##### Supplied information

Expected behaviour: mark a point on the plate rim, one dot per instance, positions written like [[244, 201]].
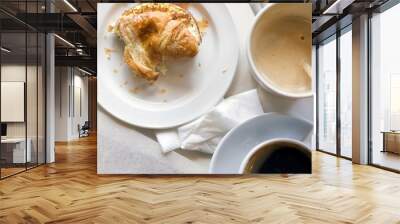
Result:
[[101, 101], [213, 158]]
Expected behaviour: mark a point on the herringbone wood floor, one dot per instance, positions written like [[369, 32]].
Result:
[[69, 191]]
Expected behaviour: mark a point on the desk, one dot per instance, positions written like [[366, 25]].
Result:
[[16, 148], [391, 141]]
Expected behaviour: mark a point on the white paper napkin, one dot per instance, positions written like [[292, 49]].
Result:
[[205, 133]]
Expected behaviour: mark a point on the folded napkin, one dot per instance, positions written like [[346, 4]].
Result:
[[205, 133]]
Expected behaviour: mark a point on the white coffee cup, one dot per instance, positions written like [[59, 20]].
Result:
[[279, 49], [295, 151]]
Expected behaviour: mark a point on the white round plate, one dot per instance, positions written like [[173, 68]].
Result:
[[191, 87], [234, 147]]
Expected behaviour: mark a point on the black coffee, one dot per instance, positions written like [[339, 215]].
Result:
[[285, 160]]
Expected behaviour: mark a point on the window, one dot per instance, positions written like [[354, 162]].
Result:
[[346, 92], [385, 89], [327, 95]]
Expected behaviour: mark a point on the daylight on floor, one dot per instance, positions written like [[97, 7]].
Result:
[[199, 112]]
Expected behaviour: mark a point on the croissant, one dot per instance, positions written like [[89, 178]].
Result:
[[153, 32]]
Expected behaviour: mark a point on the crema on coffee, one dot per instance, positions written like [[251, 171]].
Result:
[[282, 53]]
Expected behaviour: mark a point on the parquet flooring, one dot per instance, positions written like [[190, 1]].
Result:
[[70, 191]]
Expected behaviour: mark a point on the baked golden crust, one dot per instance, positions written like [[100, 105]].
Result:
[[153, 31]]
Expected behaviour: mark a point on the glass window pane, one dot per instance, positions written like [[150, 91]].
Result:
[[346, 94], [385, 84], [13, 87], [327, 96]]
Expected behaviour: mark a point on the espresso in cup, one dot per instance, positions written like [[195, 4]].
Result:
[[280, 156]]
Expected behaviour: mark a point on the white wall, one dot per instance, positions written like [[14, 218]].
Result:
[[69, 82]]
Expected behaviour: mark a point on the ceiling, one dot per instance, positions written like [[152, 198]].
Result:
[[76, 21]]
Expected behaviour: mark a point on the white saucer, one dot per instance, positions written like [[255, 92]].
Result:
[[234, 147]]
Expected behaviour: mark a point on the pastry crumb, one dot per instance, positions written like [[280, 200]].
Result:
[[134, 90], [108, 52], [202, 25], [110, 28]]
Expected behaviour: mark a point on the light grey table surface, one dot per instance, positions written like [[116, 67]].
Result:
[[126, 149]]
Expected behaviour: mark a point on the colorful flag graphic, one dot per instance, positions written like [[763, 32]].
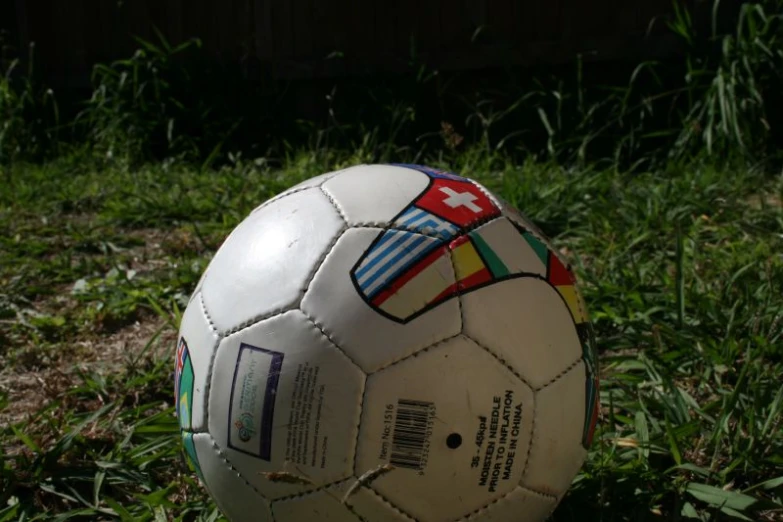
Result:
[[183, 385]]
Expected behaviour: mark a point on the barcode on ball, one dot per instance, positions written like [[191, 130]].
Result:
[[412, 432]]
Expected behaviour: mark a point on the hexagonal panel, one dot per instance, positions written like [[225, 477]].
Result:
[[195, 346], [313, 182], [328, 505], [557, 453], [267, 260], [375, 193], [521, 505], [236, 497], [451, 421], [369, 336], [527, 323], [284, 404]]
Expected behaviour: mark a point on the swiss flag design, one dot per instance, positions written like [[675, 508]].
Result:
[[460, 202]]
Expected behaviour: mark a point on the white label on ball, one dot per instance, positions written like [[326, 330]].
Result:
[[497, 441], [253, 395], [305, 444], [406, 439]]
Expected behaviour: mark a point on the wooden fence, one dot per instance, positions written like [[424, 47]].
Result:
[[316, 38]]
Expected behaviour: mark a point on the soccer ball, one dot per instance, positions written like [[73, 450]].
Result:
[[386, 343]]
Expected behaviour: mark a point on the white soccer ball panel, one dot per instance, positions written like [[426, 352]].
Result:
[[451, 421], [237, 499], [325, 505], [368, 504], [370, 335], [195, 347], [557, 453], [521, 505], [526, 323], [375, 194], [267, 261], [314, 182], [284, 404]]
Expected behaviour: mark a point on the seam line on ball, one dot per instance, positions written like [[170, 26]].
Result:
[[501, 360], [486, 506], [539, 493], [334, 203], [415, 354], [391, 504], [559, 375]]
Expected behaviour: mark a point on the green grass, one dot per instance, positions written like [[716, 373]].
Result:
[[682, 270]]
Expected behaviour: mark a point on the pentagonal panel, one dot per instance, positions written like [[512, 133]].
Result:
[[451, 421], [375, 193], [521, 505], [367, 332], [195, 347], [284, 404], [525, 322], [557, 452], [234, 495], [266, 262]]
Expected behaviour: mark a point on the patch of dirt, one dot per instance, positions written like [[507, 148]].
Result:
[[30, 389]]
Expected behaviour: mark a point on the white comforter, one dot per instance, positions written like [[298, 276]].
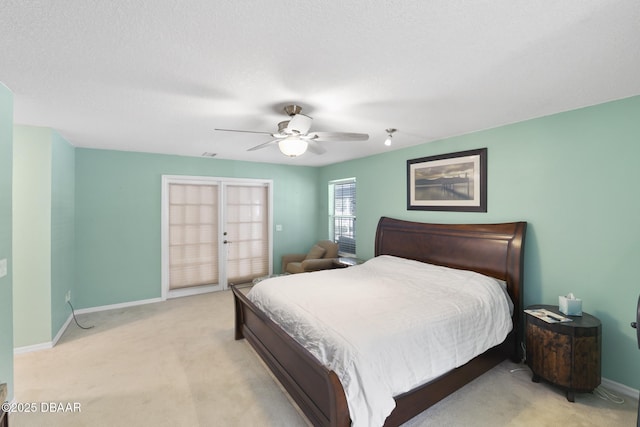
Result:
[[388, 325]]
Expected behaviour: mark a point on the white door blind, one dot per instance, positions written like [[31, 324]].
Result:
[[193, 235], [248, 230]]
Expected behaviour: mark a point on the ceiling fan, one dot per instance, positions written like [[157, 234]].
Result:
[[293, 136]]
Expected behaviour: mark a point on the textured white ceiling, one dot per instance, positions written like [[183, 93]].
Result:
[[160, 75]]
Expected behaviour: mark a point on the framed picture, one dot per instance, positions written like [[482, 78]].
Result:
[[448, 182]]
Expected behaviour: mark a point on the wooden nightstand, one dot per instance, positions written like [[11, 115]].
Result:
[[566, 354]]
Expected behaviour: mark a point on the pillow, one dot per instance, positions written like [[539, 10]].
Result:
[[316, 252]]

##########
##### Supplied information

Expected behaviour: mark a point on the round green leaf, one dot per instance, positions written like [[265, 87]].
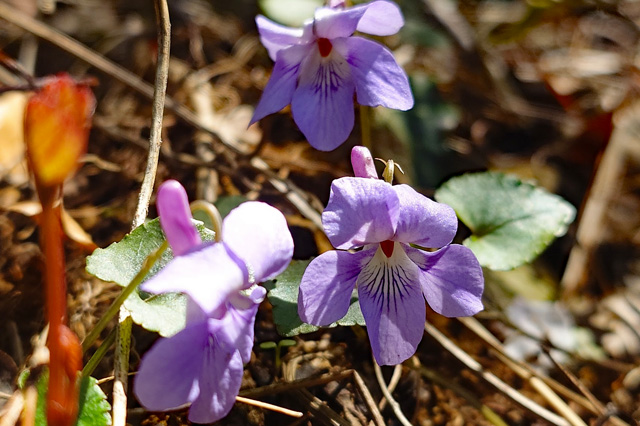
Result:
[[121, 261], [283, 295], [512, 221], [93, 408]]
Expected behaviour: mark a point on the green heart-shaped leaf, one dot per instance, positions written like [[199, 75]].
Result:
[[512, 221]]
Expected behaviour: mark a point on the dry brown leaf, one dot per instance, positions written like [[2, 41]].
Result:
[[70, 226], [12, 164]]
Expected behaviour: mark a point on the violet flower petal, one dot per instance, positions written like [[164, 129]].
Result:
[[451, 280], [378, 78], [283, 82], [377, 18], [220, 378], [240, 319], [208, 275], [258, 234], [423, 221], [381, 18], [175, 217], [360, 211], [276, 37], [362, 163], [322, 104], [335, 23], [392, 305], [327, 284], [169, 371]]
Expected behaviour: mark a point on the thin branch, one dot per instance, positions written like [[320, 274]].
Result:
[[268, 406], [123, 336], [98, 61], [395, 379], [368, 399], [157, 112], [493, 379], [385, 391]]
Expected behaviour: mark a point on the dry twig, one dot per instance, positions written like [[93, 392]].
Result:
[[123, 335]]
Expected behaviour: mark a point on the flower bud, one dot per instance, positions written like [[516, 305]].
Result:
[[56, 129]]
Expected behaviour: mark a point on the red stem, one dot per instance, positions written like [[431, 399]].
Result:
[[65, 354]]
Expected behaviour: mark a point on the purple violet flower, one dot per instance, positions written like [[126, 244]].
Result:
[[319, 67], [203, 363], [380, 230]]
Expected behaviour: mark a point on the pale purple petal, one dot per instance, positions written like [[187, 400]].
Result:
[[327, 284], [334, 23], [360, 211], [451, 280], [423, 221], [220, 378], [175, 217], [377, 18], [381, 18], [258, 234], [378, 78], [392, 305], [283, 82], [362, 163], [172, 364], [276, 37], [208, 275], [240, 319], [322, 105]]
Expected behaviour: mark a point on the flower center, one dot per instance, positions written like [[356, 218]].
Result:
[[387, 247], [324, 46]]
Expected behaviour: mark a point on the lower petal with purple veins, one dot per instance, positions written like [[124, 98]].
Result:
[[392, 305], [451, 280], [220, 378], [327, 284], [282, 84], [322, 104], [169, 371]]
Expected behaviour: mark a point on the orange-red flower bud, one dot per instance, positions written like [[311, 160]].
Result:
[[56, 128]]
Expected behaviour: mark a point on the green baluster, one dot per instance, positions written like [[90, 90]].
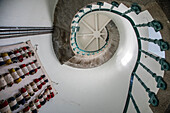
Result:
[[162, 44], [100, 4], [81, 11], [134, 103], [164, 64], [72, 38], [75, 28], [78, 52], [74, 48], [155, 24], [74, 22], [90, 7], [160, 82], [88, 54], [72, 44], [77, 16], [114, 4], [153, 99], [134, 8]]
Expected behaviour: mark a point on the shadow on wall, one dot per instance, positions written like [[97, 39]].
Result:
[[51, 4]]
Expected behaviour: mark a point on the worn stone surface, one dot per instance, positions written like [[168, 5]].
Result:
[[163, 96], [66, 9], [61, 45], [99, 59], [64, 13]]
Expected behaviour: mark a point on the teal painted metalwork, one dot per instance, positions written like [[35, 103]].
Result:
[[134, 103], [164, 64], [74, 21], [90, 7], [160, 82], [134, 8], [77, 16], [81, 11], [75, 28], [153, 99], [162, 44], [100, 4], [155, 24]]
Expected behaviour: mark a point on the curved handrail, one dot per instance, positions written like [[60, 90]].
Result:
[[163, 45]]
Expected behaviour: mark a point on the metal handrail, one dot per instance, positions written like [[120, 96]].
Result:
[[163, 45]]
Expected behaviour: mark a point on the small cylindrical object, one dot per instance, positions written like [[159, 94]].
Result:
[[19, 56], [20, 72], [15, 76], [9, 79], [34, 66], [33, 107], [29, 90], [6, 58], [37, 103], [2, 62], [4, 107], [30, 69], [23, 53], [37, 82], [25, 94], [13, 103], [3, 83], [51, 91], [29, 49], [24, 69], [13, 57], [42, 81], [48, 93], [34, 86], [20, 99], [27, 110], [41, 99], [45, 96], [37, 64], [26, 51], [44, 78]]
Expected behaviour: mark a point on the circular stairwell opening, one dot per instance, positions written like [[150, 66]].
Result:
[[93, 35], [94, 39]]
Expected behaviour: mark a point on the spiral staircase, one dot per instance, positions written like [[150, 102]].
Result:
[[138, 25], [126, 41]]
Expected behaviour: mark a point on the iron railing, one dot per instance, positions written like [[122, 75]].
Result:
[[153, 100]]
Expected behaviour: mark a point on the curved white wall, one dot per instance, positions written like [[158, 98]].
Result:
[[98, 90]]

##########

What the exercise asks
Write out the part that opens with the line containing "Expected behaviour: mark a point on the circular" and closes with the line containing "[[153, 100]]", swapping "iron railing" for "metal railing" and keeping every other line unchanged.

The reply
Expected behaviour: mark a point on the circular stairwell opening, one dot per instance, positions written like [[150, 66]].
Result:
[[93, 35], [94, 39]]
Expected behaviour: mark a point on the spiral staircase, one dot per instance, positions written like [[150, 102]].
Result:
[[138, 25], [126, 41]]
Expected behaviour: mark a point on the metal railing, one dot per instance, positions written like [[122, 75]].
Result:
[[153, 100]]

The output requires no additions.